**DIRECTION 1:** In the Gentoo bug thread about libomp, which call does the commit message say the OpenMP implementation uses to switch between threads?
**DIRECTION 2:** Write a continuation of the Gentoo bug thread about libomp, starting right after its last comment.

---- SOURCE PASSAGE

Comment 4 Larry the Git Cow gentoo-dev 2017-12-30 22:43:46 UTC
The bug has been closed via the following commit(s):

https://gitweb.gentoo.org/repo/gentoo.git/commit/?id=635af6abf583f1e17860c0eb72cfe74b474bdfdf

commit 635af6abf583f1e17860c0eb72cfe74b474bdfdf
Author:     Michał Górny <mgorny@gentoo.org>
AuthorDate: 2017-12-30 22:30:29 +0000
Commit:     Michał Górny <mgorny@gentoo.org>
CommitDate: 2017-12-30 22:43:39 +0000

    sys-libs/libomp: Disallow kernels with PDU scheduler
    
    The PDU scheduler (used e.g. in current versions of -pf kernel) does not
    implement the sched_yield() call which is used by the OpenMP
    implementation to switch between threads. As a result, using OpenMP with
    this scheduler results in horrible performance with 100% CPU usage
    on looped noop syscall calls.
    
    Closes: https://bugs.gentoo.org/638410

 sys-libs/libomp/libomp-4.0.1.ebuild | 13 ++++++++++---
 sys-libs/libomp/libomp-5.0.0.ebuild | 13 ++++++++++---
 sys-libs/libomp/libomp-5.0.1.ebuild | 13 ++++++++++---
 sys-libs/libomp/libomp-9999.ebuild  | 13 ++++++++++---
 4 files changed, 40 insertions(+), 12 deletions(-)
Comment 5 Holger Hoffstätte 2017-12-30 23:39:33 UTC
Would it be possible to do the config check only when tests are enabled?

Regular (work-accomplishing) OpenMP apps and coordination primitives run just fine with PDS since they don't needlessly bang their heads together without making progress.

In any case I've just complained on the PDS blog. The sched_yield() removal commit in PDS can be easily reverted if onme is so inclined, but still this is disappointing.

--------
---- INFORMATION GIVEN

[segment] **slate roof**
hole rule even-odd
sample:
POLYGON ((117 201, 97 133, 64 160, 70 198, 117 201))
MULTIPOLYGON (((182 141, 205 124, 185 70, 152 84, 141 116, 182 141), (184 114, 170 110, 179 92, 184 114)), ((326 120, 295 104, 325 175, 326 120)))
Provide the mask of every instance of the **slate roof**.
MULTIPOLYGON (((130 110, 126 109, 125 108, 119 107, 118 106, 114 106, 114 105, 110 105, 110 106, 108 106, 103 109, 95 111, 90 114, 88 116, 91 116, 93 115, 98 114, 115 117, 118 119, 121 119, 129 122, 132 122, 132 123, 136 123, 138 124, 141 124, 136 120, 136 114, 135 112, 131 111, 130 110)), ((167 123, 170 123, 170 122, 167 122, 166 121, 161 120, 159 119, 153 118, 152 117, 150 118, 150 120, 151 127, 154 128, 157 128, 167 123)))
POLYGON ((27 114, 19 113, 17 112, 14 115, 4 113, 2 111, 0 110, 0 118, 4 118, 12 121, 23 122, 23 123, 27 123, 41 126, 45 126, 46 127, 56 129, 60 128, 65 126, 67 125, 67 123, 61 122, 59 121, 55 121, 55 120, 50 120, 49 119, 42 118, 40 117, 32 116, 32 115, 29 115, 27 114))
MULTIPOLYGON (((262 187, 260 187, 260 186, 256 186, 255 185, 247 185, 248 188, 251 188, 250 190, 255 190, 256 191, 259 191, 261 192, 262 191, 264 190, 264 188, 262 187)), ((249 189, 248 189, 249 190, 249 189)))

--------

**WRITTEN REPLY 1:** sched_yield()

**WRITTEN REPLY 2:**
Comment 6 Michał Górny archtester Gentoo Infrastructure gentoo-dev Security 2018-01-01 11:05:01 UTC
Technically it is possible but I'm not convinced it's a good idea. I don't know much about this library but I can see that the sched_yield() calls can legally occur within the library code itself. I'm not sure how likely this problem is for regular programs but I suspect it can harm performance. Finally, upstream declared that they require POSIX-compliant CPU scheduler behavior and this could cause any kind of breakage in the future.
Comment 7 Jonas Hahnfeld 2018-01-01 13:11:06 UTC
(In reply to Michał Górny from comment #6)
> Technically it is possible but I'm not convinced it's a good idea. I don't
> know much about this library but I can see that the sched_yield() calls can
> legally occur within the library code itself.

The calls to sched_yield() are made for barriers when one thread reaches the synchronization point and wants to give other threads the possibility to finish as well. Thread switching is most important here when the machine is oversubscribed, ie there are more threads than cores. When every thread has its own core, sched_yield() will find no other runnable thread anyway because all threads are already executing in parallel.

> I'm not sure how likely this problem is for regular programs but I suspect it
> can harm performance.

Barriers are found in _EVERY_ OpenMP program, literally: There are explicit and implicit barriers, the latter for example at the end of a parallel region. Not oversubscribing the machine might work, but I'd rather not risk it.

> Finally, upstream declared that they require POSIX-compliant CPU scheduler
> behavior and this could cause any kind of breakage in the future.

Please rather take this as my personal opinion :-) My point is that applications and libraries are building on lower level parts of a system. POSIX is one of the most fundamental standards, declares sched_yield() and defines what functionality it should provide (see LLVM Bugzilla for my full analysis). If that's not met, there isn't much the library can do...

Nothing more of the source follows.